課題指示 A: 自己分析に関する記事のうち、「ヒントは、とても嬉しかった」で始まる段落を、主な内容を残して短い箇条書きに書き直すこと。

本文抜粋:
——
今回は、2人のキャリアコンサルタントに「自己分析」の方法についてそれぞれ解説していただきます。
まずは、毎年200名以上の大学生を大手企業・人気ベンチャー企業に複数内定させているキャリアコンサルタント井上真里さんから、良い自己分析の方法を解説していただきましょう。
就活の準備として初めに自己分析をしましょう、とよく言われます。自分の強みや興味を整理して言葉で伝えるために自分を知ること(=自己分析)は大切ですが、いつしか目的を見失って迷子になってしまう人もまた多いように思います。
そこで今日は、数年間、私が就活生との面談をしてきて実際に効果が出やすかった自己分析のやり方を紹介します。広い意味での自己分析は、大きく3つのやり方に分けられるでしょう。
1. 自己分析:自分でノートやワークシートに書きだす
2. 他己分析:周りの人からコメントをもらう
3. 適性検査(フォーマルアセスメント):選択式のテストを受ける
自己分析というと、1番のイメージを思い浮かべる人が多いかもしれません。しかし一人で机に向かっているだけでは気づかないことが多いのです。ほかの方法も活用していく方が、客観的に自分を理解する助けになります。
まずは、自分でノートやワークシートに書きだす自己分析のポイントです。履歴書やエントリーシートでは、学生時代に力を入れたことについて聞かれるので、大学生活のことはみんなよく振り返っていると思います。しかし、あなたの性格や興味、考え方の土台をつくってきたのはそれよりもっと前。生まれてから高校生くらいまでのことも振り返りましょう。
ヒントは、とても嬉しかった・楽しかった・誇らしかったなどのプラスの感情と辛かった・悲しかった・痛かったなどのマイナスの感情を挙げること。人は、プラスの感情と結びついていることは「またやりたい」と思って好きになったり興味がわいたりします。逆にマイナスの感情があったことは「もう二度とこんな思いはしたくない」と、その原因になることを避けるようになります。
たとえば発表会などに出て褒められて嬉しかった思い出がある人は、人前に出て話すことが好きになるかもしれません。逆になにかチャレンジして失敗して悲しい思いをした人は、大きな挑戦をすることに後ろ向きになっていることもあるかもしれません。
過去の出来事を振り返ると、人によっては辛い出来事も出てくることがあります。でも前に進むための自己分析ですから、その出来事をこれからどうプラスの経験に変えていくか? と考えてほしいと思います。
家庭環境や生い立ち、学校生活で辛さや満たされなかったことを挙げてみましょう。目を向けたくないこともあるかもしれませんが、だからこそこれからの人生で満たしたいことや、解決したいことが見つかるかもしれません。
たとえば、クラスであまり仲の良い友達ができなくて辛かった時期があったとして、それをきっかけに人に心を閉ざしてしまうこともできます。でも、そんな体験をした自分だからこそひとりぼっちの人に積極的に関わっていくようにもなれるはずです。
家計について親がケンカしていることが嫌だなあと思っていたので、将来家計についてのアドバイスができるような知識をもって、少しでもそんな家族を減らしたいという想いを持つようになったという人もいます。
——
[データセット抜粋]
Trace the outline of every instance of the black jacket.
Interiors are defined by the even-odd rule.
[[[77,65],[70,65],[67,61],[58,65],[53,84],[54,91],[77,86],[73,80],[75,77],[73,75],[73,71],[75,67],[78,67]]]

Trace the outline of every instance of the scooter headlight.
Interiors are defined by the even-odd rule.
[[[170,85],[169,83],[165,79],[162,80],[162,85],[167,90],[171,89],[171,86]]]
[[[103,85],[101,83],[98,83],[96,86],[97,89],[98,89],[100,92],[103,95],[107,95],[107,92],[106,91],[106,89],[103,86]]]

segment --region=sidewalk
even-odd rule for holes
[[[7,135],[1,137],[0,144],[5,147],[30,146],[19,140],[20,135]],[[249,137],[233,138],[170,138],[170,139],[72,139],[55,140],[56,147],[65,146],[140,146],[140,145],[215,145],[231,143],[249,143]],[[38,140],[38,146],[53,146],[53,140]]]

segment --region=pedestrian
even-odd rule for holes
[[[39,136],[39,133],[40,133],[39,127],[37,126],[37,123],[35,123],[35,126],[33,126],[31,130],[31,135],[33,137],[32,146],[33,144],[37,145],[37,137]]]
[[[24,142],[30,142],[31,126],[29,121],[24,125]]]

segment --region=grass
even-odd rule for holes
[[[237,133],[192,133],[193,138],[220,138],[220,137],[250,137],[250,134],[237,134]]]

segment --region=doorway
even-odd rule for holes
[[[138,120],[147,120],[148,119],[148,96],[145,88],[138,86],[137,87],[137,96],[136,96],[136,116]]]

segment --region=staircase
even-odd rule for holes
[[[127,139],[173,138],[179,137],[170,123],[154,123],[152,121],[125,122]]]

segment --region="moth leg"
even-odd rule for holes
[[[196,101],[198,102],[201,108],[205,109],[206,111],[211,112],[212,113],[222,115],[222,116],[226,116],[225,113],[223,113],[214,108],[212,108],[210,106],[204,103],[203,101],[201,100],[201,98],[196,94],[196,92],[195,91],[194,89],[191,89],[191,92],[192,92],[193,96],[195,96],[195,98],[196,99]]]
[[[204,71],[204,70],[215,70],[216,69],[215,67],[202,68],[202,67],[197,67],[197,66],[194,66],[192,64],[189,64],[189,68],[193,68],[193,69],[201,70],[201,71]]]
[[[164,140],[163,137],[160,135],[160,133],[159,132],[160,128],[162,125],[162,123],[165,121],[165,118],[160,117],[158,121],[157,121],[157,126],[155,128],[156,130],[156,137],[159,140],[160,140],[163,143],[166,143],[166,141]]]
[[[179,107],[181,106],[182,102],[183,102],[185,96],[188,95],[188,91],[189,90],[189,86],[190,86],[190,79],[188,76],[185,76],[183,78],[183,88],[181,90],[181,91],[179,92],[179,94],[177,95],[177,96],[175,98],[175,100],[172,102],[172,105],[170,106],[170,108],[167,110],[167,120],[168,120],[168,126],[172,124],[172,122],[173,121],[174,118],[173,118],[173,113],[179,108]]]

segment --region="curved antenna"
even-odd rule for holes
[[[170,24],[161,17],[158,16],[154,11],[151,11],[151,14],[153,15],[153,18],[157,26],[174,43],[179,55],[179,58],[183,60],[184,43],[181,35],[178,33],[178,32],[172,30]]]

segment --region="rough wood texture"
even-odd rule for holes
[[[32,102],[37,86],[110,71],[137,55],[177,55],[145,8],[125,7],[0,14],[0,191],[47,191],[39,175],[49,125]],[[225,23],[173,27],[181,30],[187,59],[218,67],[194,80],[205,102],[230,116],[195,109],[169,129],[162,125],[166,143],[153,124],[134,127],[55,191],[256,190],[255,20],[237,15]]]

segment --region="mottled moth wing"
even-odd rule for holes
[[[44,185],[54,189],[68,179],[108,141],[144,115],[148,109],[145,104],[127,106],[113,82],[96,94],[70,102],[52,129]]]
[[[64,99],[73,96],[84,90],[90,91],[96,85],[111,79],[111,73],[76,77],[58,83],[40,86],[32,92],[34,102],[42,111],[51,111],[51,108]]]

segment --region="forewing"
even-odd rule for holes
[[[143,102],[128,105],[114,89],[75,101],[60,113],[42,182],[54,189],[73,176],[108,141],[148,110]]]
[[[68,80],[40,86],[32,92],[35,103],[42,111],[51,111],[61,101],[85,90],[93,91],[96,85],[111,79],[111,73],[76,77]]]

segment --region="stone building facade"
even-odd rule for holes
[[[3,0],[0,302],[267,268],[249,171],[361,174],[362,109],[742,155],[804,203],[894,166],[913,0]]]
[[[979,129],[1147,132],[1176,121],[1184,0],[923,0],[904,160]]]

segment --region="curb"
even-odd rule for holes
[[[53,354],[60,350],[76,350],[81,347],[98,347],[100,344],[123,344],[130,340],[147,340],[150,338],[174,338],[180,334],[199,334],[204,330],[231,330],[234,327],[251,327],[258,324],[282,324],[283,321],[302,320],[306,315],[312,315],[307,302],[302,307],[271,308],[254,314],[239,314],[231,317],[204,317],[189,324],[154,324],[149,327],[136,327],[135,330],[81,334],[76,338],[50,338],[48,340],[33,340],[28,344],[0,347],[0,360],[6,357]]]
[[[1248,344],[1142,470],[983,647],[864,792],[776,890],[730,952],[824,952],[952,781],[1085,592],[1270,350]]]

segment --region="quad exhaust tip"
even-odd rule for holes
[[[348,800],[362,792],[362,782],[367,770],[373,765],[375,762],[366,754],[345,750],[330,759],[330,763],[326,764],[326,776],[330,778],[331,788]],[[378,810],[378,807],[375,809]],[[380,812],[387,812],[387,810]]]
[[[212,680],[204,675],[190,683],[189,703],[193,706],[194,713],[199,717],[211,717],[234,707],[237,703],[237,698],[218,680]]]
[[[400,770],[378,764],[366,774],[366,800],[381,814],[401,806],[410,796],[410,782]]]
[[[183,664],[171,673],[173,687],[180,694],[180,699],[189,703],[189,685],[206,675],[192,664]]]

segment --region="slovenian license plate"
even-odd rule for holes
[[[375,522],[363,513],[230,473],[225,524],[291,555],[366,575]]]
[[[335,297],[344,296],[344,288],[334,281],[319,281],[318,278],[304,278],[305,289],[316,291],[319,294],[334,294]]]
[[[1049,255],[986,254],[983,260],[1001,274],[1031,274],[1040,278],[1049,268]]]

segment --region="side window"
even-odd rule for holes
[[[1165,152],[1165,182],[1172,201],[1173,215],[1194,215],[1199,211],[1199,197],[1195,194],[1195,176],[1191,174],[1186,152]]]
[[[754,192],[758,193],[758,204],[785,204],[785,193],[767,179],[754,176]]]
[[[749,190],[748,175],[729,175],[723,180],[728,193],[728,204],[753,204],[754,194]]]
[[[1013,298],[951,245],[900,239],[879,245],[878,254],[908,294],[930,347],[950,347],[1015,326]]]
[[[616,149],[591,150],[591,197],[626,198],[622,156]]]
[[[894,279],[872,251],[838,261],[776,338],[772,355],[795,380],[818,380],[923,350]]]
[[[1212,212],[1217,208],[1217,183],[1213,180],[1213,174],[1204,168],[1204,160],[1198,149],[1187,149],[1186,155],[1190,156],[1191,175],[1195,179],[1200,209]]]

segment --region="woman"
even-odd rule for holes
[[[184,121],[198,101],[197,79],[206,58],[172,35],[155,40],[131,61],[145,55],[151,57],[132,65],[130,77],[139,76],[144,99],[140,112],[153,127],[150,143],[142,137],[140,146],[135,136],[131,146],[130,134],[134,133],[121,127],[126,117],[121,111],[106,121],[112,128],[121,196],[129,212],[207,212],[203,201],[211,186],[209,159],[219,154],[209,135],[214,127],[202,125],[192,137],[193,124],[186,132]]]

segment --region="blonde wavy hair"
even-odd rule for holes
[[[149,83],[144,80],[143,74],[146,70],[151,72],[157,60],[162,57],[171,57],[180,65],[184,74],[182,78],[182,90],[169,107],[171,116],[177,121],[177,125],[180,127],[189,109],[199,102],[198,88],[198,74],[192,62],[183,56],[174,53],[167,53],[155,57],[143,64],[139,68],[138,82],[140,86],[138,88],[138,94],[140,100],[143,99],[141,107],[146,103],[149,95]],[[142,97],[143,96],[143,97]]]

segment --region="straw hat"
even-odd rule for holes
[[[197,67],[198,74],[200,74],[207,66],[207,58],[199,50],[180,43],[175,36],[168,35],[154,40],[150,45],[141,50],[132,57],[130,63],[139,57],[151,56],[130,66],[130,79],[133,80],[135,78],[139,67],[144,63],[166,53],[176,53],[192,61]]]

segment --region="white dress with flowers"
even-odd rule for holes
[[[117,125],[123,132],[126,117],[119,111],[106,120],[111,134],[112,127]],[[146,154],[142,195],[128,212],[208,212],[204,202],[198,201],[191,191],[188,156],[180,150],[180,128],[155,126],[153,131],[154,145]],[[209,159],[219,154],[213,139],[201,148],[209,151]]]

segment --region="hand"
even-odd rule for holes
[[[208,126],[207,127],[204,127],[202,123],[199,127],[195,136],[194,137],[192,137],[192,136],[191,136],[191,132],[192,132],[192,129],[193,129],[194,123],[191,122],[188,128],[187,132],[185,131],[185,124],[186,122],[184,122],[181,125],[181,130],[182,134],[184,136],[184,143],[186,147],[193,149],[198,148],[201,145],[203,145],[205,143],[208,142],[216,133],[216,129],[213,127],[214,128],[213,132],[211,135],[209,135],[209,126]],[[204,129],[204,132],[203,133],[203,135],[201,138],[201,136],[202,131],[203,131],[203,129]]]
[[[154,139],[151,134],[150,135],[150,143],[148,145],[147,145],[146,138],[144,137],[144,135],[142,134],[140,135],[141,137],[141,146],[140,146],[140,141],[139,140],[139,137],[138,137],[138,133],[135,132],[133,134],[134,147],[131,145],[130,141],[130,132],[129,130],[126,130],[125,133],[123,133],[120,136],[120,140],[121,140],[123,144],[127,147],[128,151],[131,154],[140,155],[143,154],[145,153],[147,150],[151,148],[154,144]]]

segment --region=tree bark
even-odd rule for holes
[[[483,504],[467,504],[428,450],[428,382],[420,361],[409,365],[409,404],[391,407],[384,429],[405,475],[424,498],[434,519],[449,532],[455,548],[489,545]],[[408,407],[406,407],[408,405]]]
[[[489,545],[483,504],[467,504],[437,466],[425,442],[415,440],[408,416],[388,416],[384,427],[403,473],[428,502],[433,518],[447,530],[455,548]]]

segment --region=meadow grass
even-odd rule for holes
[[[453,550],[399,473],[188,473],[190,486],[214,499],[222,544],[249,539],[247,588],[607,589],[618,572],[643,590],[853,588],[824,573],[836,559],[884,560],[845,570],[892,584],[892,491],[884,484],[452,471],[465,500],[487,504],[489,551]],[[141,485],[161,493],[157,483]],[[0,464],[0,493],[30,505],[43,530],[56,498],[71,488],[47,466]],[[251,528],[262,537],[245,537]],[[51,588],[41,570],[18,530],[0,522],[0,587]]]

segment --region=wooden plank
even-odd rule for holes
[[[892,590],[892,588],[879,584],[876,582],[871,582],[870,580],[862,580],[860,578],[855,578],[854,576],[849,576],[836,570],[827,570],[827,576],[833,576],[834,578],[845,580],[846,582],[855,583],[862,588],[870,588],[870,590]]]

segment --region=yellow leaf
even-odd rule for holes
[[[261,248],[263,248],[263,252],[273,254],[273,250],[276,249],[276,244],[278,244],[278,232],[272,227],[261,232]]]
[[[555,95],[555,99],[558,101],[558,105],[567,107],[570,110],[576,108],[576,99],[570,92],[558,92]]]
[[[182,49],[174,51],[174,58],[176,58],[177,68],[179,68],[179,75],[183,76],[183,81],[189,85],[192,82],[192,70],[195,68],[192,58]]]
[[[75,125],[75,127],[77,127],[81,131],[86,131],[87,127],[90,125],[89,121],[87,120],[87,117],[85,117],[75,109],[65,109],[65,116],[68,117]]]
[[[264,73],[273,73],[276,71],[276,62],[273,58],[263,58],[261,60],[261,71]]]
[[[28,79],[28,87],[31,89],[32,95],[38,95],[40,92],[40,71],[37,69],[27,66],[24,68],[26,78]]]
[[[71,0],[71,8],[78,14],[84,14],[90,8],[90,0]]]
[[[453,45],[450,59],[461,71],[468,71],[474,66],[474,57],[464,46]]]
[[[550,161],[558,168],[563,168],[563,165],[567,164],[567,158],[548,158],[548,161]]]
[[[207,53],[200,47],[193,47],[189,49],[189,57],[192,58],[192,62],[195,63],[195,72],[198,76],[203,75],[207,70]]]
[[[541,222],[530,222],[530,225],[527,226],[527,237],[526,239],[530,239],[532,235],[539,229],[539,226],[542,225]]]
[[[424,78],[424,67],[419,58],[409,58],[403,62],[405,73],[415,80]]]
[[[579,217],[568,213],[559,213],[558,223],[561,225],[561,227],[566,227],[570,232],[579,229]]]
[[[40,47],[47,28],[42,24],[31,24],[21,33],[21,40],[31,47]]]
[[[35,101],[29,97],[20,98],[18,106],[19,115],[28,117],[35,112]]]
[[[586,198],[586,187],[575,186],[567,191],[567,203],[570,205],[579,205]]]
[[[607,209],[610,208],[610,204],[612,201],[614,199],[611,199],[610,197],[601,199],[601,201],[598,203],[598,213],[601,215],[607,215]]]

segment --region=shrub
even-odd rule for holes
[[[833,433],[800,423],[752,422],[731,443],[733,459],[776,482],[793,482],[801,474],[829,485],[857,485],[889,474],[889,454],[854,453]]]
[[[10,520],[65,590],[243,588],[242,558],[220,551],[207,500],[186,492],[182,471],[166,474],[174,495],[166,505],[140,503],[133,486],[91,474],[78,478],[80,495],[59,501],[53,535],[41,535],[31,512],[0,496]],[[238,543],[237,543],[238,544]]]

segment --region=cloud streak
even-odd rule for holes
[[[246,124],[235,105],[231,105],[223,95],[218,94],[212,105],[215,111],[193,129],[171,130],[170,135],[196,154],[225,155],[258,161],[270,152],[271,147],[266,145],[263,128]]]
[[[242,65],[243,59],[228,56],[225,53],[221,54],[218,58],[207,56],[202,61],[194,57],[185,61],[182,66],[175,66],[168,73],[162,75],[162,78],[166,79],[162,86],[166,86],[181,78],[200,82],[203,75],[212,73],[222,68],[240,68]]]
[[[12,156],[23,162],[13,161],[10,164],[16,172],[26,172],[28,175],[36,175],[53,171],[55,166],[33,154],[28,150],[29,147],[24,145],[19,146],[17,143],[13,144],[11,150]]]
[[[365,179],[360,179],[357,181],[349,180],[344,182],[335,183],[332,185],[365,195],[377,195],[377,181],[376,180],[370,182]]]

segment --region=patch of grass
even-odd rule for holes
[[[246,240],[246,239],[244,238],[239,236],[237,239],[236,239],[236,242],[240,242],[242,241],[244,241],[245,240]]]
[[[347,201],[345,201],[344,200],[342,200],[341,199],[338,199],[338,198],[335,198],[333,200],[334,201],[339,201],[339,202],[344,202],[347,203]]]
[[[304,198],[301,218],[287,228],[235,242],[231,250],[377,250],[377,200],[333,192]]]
——
課題指示 B: 一覧から、文字列「every」を含む行をすべて探し出し、書き写すこと。大文字と小文字の違いも区別する。

記述解答 A:
- ヒントは、プラスの感情（とても嬉しかった・楽しかった・誇らしかった等）とマイナスの感情（辛かった・悲しかった・痛かった等）を挙げること。
- プラスの感情と結びついたことは「またやりたい」と思い、好きになったり興味がわいたりする。
- マイナスの感情があったことは「もう二度とこんな思いはしたくない」と、その原因になることを避けるようになる。

記述解答 B:
Trace the outline of every instance of the black jacket.
Trace the outline of every instance of the scooter headlight.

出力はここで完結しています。